WORK TO DO
Pull out each line of the listing below that contains the string "target". Case counts.

— start —

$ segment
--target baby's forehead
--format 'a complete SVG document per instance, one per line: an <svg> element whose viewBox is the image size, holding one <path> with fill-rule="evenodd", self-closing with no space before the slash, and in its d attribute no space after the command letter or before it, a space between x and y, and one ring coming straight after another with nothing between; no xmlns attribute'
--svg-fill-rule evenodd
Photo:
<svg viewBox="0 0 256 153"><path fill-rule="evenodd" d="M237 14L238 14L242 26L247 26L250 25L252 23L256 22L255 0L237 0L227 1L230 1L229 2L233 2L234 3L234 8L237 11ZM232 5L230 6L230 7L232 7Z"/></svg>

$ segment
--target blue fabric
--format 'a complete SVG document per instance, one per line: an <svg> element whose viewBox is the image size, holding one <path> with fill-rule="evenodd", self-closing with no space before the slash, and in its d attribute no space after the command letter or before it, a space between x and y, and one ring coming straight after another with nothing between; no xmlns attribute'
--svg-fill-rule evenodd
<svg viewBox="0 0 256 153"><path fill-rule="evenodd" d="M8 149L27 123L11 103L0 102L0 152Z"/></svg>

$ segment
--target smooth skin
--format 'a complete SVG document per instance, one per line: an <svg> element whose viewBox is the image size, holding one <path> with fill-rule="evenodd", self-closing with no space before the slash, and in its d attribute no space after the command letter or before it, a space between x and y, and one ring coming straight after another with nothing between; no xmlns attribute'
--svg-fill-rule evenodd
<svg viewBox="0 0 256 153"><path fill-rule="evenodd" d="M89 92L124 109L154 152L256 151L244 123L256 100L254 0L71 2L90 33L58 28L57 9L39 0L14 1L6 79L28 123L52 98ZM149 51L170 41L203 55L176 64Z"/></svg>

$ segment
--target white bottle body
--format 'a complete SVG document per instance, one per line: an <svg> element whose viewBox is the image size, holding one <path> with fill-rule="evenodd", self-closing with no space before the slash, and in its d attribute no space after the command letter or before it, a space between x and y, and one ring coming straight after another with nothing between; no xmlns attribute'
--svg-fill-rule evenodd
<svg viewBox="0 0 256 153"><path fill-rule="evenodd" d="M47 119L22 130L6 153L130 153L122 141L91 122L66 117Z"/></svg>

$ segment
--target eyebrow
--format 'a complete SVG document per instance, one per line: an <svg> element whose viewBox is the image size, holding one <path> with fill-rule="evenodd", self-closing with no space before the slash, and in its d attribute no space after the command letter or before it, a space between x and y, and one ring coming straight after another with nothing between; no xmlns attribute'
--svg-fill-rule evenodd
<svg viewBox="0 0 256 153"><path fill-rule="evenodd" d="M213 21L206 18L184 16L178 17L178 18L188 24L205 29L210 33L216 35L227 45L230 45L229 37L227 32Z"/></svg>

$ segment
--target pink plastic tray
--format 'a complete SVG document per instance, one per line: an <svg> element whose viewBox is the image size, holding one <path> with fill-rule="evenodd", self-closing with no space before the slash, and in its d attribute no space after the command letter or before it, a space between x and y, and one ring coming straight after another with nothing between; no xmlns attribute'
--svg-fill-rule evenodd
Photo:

— end —

RESULT FOR THIS EXERCISE
--target baby's forehead
--target blue fabric
--target smooth skin
--target white bottle body
--target eyebrow
--target pink plastic tray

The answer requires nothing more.